(Beginning of Given information)

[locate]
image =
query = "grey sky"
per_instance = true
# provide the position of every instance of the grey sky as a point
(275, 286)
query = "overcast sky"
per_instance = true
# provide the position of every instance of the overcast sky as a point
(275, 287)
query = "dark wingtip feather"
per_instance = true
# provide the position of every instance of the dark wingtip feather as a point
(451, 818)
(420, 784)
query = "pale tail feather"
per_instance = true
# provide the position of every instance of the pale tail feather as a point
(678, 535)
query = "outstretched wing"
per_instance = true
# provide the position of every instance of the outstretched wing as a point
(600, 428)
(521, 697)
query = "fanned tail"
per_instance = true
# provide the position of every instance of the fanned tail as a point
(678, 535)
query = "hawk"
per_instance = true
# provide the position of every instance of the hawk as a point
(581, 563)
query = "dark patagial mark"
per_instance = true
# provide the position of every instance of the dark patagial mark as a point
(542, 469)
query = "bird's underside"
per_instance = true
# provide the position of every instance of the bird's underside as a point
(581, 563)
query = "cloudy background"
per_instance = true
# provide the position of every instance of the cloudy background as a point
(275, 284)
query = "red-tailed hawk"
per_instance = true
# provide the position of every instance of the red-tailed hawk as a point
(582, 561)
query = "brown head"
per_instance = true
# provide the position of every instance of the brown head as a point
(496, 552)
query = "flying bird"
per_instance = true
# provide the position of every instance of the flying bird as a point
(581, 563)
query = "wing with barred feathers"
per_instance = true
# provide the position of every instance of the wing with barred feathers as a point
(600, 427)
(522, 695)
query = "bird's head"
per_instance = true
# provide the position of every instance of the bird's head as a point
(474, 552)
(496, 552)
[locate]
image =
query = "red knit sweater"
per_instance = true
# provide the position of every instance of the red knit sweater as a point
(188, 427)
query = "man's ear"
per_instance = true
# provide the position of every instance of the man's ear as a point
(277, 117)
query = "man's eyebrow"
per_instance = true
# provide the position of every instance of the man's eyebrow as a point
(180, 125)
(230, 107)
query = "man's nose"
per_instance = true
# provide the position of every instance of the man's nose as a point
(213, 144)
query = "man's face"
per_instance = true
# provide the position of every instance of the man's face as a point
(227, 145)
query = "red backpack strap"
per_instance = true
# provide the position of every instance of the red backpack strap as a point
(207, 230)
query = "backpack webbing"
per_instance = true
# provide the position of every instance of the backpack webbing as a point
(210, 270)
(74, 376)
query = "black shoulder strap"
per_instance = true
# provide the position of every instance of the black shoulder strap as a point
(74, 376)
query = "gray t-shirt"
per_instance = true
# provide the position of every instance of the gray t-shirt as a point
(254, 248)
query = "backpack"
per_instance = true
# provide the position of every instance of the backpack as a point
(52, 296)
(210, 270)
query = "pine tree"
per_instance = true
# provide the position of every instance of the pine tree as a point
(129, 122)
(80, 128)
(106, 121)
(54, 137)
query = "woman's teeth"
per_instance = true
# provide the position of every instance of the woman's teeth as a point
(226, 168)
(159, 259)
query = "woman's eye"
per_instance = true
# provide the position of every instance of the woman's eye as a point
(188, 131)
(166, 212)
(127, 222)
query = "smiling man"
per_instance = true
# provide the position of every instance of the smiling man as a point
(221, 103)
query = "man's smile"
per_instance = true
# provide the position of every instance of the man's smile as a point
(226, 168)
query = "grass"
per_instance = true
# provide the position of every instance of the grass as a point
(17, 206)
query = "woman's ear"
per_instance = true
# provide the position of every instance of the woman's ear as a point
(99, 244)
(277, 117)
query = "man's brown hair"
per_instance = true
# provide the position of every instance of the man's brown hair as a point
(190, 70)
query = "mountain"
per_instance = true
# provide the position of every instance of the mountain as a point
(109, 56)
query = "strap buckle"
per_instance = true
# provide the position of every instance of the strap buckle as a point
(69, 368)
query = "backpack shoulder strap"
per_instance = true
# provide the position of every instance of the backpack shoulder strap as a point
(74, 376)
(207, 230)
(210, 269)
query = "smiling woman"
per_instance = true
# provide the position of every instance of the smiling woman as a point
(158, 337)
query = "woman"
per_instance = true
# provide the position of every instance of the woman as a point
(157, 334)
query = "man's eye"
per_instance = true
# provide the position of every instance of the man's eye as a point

(End of Given information)

### Exercise brief:
All of the records should be transcribed exactly, with nothing left out.

### Your solution:
[locate]
image =
query = "grey sky"
per_instance = true
# provide the position of every instance of the grey sky as a point
(275, 286)
query = "overcast sky"
per_instance = true
# provide the position of every instance of the overcast sky as a point
(275, 287)
query = "dark wingtip feather"
per_instance = true
# provide the position of every instance of the dark wingtip feather as a point
(451, 818)
(420, 784)
query = "pale tail feather"
per_instance = true
# provide the position of every instance of the pale tail feather as a point
(678, 535)
query = "outstretched wing"
per_instance = true
# provide the position of every instance of the outstretched wing as a point
(600, 428)
(521, 697)
query = "fanned tail"
per_instance = true
# provide the position of every instance of the fanned tail as a point
(678, 535)
query = "hawk"
per_instance = true
# provide the position of every instance of the hawk as a point
(581, 563)
query = "dark patagial mark"
per_instance = true
# provide the position of every instance of the dark patagial mark as a point
(542, 469)
query = "bird's underside"
per_instance = true
# provide the position of every instance of the bird's underside as a point
(581, 563)
query = "cloudy background"
per_instance = true
# provide the position of every instance of the cloudy background as a point
(275, 284)
query = "red-tailed hawk"
per_instance = true
# provide the position of every instance of the red-tailed hawk as a point
(582, 561)
query = "brown head"
per_instance = true
# provide the position of every instance of the brown head as a point
(496, 552)
query = "flying bird"
per_instance = true
# provide the position of every instance of the flying bird as a point
(581, 563)
query = "wing with barred feathers"
per_instance = true
# provide the position of every instance of the wing with barred feathers as a point
(600, 427)
(522, 695)
query = "bird's head"
per_instance = true
# provide the position of every instance of the bird's head as a point
(474, 552)
(496, 552)
[locate]
image =
query = "red knit sweater"
per_instance = true
# provide the position of every instance of the red knit sweater as a point
(188, 427)
query = "man's ear"
per_instance = true
# provide the position of every instance of the man's ear as a point
(277, 117)
query = "man's eyebrow"
per_instance = true
# provide the position of every instance of the man's eyebrow as a point
(180, 125)
(230, 107)
query = "man's nose"
per_instance = true
# provide the position of every instance of the man's nose as a point
(213, 144)
query = "man's face"
per_instance = true
# provide the position of every instance of the man's face as a point
(227, 145)
query = "red backpack strap"
per_instance = true
# provide the position of every instance of the red backpack strap as a point
(207, 230)
query = "backpack webbing"
per_instance = true
# provide the position of every instance of the backpack webbing as a point
(210, 270)
(74, 376)
query = "black shoulder strap"
per_instance = true
# provide the position of every instance of the black shoulder strap as a point
(74, 376)
query = "gray t-shirt"
per_instance = true
# provide the position of every instance of the gray t-shirt as a point
(254, 248)
query = "backpack"
per_instance = true
# provide the position of every instance of the backpack as a point
(52, 296)
(210, 270)
query = "pine tree"
per_instance = true
# provide the position of every instance of the pine tree as a point
(129, 122)
(80, 128)
(106, 121)
(54, 137)
query = "woman's teeth"
per_instance = true
# provide the position of every instance of the woman's teeth as a point
(226, 168)
(159, 259)
query = "woman's eye"
per_instance = true
# provide the position of every instance of the woman's eye as a point
(188, 131)
(166, 212)
(127, 222)
query = "smiling man"
per_instance = true
# provide the position of every instance of the smiling man as a point
(221, 103)
query = "man's smile"
per_instance = true
# provide the position of every instance of the man's smile as a point
(226, 168)
query = "grass"
per_instance = true
# provide the position of every instance of the grass as a point
(17, 206)
query = "woman's ear"
per_instance = true
# provide the position of every instance of the woman's ear as a point
(99, 244)
(277, 117)
query = "man's brown hair"
per_instance = true
# provide the position of every instance of the man's brown hair as a point
(190, 70)
query = "mountain"
per_instance = true
# provide the position of every instance of the mountain as a point
(109, 56)
query = "strap buckle"
per_instance = true
# provide the position of every instance of the strap buckle as a point
(69, 368)
query = "backpack shoulder strap"
per_instance = true
# provide the position of every instance of the backpack shoulder strap as a point
(74, 376)
(207, 230)
(210, 269)
query = "smiling woman"
per_instance = true
# provide the position of every instance of the smiling woman as a point
(158, 337)
query = "woman"
per_instance = true
# provide the position of every instance of the woman as a point
(157, 334)
query = "man's eye"
per_instance = true
# provide the position of every instance of the man's eye as a point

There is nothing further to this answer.